** start of PASSAGE TO READ **

Tag Archives: Jack Harwood

Les Turner: Harbour, 1970s

I shall never forget the day we had to deal with a fifty foot sort of Edwardian steam yacht.  Apparently they’d gone out the harbour and something had fallen off – I think it was a clock or the barometer. The husband and wife were having a bloody good old argument about it and they hit the Admiralty buoy out there, and so they comes in screaming and shouting.
We managed to get a line. They got the bow to about here, and of course the tide was  going out and I managed to put a line on there on to the quay.  People with pumps came from everywhere. They even got the Fire Brigade down here.   Poor old Bob Woodford went and got this pump off Vic. He went running down this little slip. Course he forgot the bloody thing ended, and the people on the boat just managed to grab hold the pump before Bob disappeared off the end.

Yarmouth Harbour 1960s

Yarmouth Harbour 1960s

That’s where Cecil Doe, George Weston and Jack Harwood used to keep their sailing dinghies, their Enterprises, GP14s and stuff. We used to go down there lots of times, find a dinghy with an oar, scull up to the top of the quay or up the top of the harbour if there was westerly wind blowing, and either Al or myself would stand up with our jackets wide open, and one of us would steer with the oar while the other one stood with their jacket and sail down the harbour.  Les Turner  b 1944

 

Pauline and Jack Harwood: Harbour, houseboat,1950s

Houseboats moored on the river side of the old bridge.

Houseboats moored on the river side of the old bridge

 

When we got married we couldn’t afford to buy a house. We were lucky because a sleeping sickness specialist chap in Kenya or somewhere – Robin Cox and his wife –  he went back, and he said we could have their houseboat.
It was nice, plenty of room. We had a nice little stove, and one night Jack built up the stove so it got so hot we thought it would catch fire.

** end of PASSAGE TO READ **

- **WRITTEN REQUEST 1**
Answer these questions about the harbour recollections:
(a) What did the Edwardian steam yacht hit while the husband and wife were arguing?
(b) Which three men kept their sailing dinghies at the harbour?
(c) Whose houseboat did the newly married couple get?

** start of PROVIDED ENTRIES **

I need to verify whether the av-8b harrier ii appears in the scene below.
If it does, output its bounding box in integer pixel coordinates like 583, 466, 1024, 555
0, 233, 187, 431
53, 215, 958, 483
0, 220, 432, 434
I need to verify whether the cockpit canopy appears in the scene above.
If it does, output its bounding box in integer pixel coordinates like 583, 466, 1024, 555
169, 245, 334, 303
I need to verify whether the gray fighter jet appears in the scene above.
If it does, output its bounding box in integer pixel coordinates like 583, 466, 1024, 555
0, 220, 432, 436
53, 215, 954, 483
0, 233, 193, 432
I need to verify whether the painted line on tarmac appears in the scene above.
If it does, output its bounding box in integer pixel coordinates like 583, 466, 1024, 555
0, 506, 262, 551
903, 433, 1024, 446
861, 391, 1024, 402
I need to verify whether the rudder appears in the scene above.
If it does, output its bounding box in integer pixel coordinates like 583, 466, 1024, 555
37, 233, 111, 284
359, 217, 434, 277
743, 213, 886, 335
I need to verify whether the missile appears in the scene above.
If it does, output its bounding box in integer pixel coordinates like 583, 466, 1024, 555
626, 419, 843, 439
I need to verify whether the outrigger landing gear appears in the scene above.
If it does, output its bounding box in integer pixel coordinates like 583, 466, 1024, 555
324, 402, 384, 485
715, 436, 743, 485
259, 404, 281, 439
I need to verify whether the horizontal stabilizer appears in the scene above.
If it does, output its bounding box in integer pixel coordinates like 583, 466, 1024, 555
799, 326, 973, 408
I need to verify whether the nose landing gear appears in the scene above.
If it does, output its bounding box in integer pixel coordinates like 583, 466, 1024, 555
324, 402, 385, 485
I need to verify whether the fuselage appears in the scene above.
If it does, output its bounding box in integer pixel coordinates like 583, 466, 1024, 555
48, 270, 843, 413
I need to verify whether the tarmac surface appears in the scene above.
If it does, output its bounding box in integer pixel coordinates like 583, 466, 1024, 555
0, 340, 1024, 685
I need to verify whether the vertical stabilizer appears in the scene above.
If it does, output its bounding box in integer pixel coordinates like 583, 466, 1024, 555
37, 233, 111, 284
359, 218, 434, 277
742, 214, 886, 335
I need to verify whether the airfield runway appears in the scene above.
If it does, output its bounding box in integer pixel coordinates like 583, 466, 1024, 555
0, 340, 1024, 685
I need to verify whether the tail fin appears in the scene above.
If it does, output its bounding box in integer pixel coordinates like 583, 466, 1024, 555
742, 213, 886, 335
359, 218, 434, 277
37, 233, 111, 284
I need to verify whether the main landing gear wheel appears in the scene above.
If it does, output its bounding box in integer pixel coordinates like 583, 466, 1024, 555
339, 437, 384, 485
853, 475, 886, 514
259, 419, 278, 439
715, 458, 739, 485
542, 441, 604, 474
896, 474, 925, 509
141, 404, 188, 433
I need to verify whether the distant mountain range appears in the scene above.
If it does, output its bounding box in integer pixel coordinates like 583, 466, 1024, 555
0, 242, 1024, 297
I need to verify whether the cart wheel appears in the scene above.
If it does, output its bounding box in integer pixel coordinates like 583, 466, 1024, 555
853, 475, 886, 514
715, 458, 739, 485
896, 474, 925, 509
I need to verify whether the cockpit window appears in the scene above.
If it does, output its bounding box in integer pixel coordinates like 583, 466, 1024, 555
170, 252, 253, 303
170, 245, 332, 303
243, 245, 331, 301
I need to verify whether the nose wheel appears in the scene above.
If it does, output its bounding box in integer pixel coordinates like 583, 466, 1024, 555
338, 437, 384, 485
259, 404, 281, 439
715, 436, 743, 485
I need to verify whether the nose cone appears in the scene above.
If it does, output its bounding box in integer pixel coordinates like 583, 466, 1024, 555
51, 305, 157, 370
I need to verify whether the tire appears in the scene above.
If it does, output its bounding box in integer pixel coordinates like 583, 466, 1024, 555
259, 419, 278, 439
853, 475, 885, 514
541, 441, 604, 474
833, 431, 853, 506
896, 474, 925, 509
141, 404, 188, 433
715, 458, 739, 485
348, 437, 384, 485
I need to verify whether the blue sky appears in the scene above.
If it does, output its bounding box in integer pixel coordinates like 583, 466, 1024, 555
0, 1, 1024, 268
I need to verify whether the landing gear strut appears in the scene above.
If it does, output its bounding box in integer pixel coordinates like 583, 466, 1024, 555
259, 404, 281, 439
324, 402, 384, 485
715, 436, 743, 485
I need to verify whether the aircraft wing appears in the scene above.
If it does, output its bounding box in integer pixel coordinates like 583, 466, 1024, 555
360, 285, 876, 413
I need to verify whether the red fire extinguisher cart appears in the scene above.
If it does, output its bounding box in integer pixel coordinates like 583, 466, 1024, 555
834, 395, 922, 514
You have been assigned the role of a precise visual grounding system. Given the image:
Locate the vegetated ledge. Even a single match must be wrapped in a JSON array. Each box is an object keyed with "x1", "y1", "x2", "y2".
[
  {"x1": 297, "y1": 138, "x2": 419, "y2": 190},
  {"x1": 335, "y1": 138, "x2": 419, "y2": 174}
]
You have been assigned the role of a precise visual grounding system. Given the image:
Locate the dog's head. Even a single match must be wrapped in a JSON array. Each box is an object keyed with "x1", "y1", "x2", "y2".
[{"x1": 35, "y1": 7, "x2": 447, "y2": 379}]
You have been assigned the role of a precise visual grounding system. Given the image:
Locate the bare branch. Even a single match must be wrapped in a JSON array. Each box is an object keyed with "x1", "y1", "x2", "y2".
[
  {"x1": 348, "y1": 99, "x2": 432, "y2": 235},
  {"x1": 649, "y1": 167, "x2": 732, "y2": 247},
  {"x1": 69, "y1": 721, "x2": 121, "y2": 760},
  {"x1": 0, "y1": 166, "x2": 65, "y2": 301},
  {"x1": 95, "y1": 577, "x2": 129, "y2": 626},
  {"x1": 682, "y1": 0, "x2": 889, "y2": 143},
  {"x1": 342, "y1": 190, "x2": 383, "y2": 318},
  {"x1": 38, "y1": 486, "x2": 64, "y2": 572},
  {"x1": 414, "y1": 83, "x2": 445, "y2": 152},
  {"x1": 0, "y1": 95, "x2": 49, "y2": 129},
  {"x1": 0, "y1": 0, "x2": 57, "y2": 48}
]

** end of PROVIDED ENTRIES **
** start of PROVIDED ENTRIES **

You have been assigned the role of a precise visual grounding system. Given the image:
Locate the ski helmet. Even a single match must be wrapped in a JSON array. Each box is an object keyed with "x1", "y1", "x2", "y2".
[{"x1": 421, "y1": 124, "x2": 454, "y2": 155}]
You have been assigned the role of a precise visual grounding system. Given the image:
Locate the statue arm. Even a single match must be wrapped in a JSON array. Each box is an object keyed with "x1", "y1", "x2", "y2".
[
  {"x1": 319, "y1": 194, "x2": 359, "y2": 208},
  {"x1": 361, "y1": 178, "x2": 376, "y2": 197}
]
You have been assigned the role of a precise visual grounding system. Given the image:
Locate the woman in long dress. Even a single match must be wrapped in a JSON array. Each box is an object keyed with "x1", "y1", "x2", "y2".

** end of PROVIDED ENTRIES **

- **WRITTEN REQUEST 2**
Duplicate everything in the records from the line containing "I need to verify whether the cockpit window" down to the line containing "348, 437, 384, 485", with both of those lines included.

- **FULL SOLUTION 1**
(a) The Admiralty buoy.
(b) Cecil Doe, George Weston and Jack Harwood.
(c) Robin Cox and his wife's.

- **FULL SOLUTION 2**
I need to verify whether the cockpit window appears in the scene above.
If it does, output its bounding box in integer pixel coordinates like 583, 466, 1024, 555
170, 252, 253, 303
170, 245, 332, 303
243, 245, 331, 301
I need to verify whether the nose wheel appears in the scene above.
If it does, output its bounding box in integer pixel coordinates like 583, 466, 1024, 555
338, 437, 384, 485
259, 404, 281, 439
715, 436, 743, 485
I need to verify whether the nose cone appears in the scene above.
If it does, output its bounding box in integer pixel coordinates like 583, 466, 1024, 555
51, 305, 157, 370
I need to verify whether the tire appears in the scene above.
If it does, output its bounding box in integer pixel coordinates like 583, 466, 1024, 555
259, 419, 278, 439
853, 475, 885, 514
541, 441, 604, 474
833, 431, 853, 506
896, 474, 925, 509
141, 404, 188, 433
715, 458, 739, 485
348, 437, 384, 485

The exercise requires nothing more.